Passage to read:
Now, we expand the above expression as follows:

\[ \mathbf{P} = \lambda_1\mathbf{D}^{-1/2}\tilde{\phi}_1\tilde{\phi}_1^T\mathbf{D}^{1/2} + \sum_{i=2}^n\lambda_i\mathbf{D}^{-1/2}\tilde{\phi}_i\tilde{\phi}_i^T\mathbf{D}^{1/2}\;. \]

Since \(\lambda_1=1\) and \(\tilde{\phi}_1=\mathbf{D}^{1/2}\mathbf{1}\), the first term of the above expression becomes:

\[\begin{split} \begin{align} 1\cdot\mathbf{D}^{-1/2}\tilde{\phi}_1\tilde{\phi}_1^T\mathbf{D}^{1/2} &= \mathbf{D}^{-1/2}\mathbf{D}^{1/2}\mathbf{1}(\mathbf{D}^{1/2}\mathbf{1})^T\mathbf{D}^{1/2}\\ &= \mathbf{1}\mathbf{1}^T\mathbf{D}^{1/2}\mathbf{D}^{1/2}\\ &= \mathbf{1}\mathbf{1}^T\mathbf{D}\\ &= \mathbf{1}\mathbf{1}^T\mathbf{D}\\ \end{align} \end{split}\]

where we define \(\mathbf{Q}=\mathbf{1}\mathbf{1}^T\mathbf{D}\) is a matrix whose all rows are repeated and they are equal to

\[ \mathbf{Q}_{i:}=[d_1\; d_2\; \ldots\; d_n]\;, \]

Remember (from the previous topic) that

\[ \lim_{t\rightarrow\infty}\mathbf{P}^t = \Pi\; \]

where

\[ \Pi_{i:} = \pi = [\frac{d_1}{\text{vol}(G)}\; \frac{d_2}{\text{vol}(G)}\;\ldots\; \frac{d_n}{\text{vol}(G)}\;]\;, \]

i.e. all the stationary distribution is repeated in each row of \(\Pi\).

Given task A: According to the math passage, what does P raised to the power t approach as t goes to infinity?
These entries have no connection to the math passage above.

Records for identifying positions:
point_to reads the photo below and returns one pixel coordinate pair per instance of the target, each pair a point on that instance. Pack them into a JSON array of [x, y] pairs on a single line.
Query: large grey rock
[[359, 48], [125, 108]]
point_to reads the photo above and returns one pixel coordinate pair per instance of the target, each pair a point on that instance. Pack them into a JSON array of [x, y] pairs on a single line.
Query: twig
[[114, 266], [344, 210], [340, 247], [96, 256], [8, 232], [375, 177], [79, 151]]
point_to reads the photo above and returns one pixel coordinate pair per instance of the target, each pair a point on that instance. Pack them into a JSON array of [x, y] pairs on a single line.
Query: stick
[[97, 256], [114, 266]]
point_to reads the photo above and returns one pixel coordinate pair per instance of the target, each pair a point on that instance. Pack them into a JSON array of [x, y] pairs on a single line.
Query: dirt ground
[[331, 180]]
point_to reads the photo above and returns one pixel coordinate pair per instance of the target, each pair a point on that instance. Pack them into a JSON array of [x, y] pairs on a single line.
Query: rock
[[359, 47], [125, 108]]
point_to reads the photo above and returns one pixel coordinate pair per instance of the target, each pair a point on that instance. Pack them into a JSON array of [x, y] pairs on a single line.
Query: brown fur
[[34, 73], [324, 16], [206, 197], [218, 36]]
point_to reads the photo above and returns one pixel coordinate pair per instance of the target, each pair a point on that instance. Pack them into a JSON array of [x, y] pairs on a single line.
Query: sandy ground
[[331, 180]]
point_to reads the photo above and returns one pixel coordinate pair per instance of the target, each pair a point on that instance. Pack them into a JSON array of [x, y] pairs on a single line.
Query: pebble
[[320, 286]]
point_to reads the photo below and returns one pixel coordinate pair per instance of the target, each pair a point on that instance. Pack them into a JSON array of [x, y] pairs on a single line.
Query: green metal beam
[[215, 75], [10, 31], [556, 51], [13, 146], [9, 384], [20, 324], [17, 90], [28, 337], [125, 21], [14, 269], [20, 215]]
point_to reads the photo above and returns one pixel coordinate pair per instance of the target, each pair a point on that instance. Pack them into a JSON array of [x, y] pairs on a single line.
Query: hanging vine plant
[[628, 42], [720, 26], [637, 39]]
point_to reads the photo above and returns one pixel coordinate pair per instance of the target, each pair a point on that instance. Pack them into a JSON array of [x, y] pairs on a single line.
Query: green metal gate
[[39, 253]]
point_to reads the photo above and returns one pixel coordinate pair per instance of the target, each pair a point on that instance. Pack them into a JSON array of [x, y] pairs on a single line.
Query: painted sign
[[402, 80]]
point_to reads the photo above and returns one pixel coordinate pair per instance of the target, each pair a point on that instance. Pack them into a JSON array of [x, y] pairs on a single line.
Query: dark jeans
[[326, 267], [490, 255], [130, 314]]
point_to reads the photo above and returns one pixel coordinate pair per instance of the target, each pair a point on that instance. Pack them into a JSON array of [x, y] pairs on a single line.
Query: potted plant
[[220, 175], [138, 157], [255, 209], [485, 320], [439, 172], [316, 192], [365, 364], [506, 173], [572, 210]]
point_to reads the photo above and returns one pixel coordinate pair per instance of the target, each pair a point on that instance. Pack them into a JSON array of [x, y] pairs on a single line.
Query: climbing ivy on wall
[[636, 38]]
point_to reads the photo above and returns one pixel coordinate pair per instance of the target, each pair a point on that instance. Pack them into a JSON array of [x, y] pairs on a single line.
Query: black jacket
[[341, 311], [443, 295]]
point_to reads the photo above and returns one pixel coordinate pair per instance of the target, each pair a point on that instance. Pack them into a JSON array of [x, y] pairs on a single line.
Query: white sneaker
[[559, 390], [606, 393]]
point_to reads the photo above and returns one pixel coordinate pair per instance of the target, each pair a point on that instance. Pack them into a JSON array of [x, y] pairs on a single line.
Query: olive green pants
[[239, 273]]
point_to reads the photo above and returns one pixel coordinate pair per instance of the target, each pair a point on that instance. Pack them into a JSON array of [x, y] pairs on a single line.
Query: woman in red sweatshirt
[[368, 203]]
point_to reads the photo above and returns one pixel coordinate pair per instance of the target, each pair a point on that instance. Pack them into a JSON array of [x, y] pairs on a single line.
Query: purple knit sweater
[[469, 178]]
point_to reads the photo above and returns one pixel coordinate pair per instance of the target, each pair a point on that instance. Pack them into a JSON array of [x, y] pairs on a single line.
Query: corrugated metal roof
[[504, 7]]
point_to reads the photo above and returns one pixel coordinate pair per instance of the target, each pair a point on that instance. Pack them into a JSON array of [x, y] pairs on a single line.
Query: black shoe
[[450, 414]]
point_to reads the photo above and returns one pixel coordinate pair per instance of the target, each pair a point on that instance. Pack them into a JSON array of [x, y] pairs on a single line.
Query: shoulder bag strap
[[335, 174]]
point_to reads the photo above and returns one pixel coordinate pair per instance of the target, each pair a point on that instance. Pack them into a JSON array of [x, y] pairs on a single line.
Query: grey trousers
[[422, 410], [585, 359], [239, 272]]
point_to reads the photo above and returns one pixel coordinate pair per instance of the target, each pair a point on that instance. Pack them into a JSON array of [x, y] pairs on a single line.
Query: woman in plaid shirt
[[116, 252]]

Given task B: Give the part of the entries that opens with their first line and closes with the line containing "[[97, 256], [114, 266]]" as a numbered list, leaving out any blank lines.

Written reply A: It approaches the matrix Π, in which each row repeats the stationary distribution.

Written reply B:
1. point_to reads the photo below and returns one pixel coordinate pair per instance of the target, each pair a point on that instance. Pack them into a JSON array of [x, y] pairs on a single line.
2. Query: large grey rock
3. [[359, 48], [125, 108]]
4. point_to reads the photo above and returns one pixel coordinate pair per instance of the target, each pair a point on that instance. Pack them into a JSON array of [x, y] pairs on a single line.
5. Query: twig
6. [[114, 266], [344, 210], [340, 247], [96, 256], [8, 232], [375, 177], [79, 151]]
7. point_to reads the photo above and returns one pixel coordinate pair per instance of the target, each pair a point on that instance. Pack them into a JSON array of [x, y] pairs on a single line.
8. Query: stick
9. [[97, 256], [114, 266]]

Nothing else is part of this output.